### [MATERIAL FOR THE TASK]
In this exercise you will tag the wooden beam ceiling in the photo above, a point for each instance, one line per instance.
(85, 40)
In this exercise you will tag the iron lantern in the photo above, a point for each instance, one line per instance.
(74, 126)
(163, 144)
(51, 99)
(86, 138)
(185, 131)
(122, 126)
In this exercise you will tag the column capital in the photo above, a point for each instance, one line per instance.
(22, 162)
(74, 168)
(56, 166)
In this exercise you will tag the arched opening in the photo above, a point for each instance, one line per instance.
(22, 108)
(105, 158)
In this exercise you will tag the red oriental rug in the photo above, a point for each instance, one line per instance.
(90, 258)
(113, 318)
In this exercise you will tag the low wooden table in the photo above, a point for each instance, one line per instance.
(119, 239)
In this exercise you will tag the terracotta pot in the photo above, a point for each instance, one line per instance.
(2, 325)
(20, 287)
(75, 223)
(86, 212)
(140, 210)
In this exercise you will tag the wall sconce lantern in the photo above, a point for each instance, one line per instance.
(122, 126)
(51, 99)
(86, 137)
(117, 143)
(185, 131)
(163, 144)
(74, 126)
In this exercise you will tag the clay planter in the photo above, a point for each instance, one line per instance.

### [WHAT IS NEEDED]
Render every line of the material above as a numbered list, leaving out any blank lines.

### [WRITTEN SOLUTION]
1. In this exercise you will tag the wooden beam ceiling in the photo above, a point for each instance, one line per instance.
2. (85, 40)
3. In this exercise you will tag the iron lantern in the photo above, a point for each instance, one line per instance.
4. (74, 126)
5. (163, 144)
6. (51, 99)
7. (86, 138)
8. (185, 131)
9. (122, 126)
10. In this exercise you will tag the column capital in the photo above, a point for each instance, one line per instance.
11. (22, 162)
12. (74, 168)
13. (56, 166)
14. In this exercise you will tag the arched opening in the photo above, a point for each instance, one line per instance.
15. (22, 108)
16. (105, 158)
17. In this exercise you will tag the red oriental rug in the photo above, a point for each instance, one line per instance.
18. (90, 258)
19. (113, 318)
20. In this exercise you will tag the low wooden table in the photo above, a point for each instance, one line per instance.
21. (119, 239)
22. In this exercise you will tag the terracotta pot in the photo above, a point for each instance, one line per instance.
23. (2, 325)
24. (20, 287)
25. (75, 223)
26. (86, 212)
27. (140, 210)
28. In this exercise you will tag the wall sconce lantern in the photo above, a point for each instance, one line per instance.
29. (122, 126)
30. (51, 99)
31. (86, 137)
32. (117, 143)
33. (185, 131)
34. (163, 144)
35. (74, 126)
36. In this exercise you will tag the clay planter in the photo above, a point for each instance, one line per instance.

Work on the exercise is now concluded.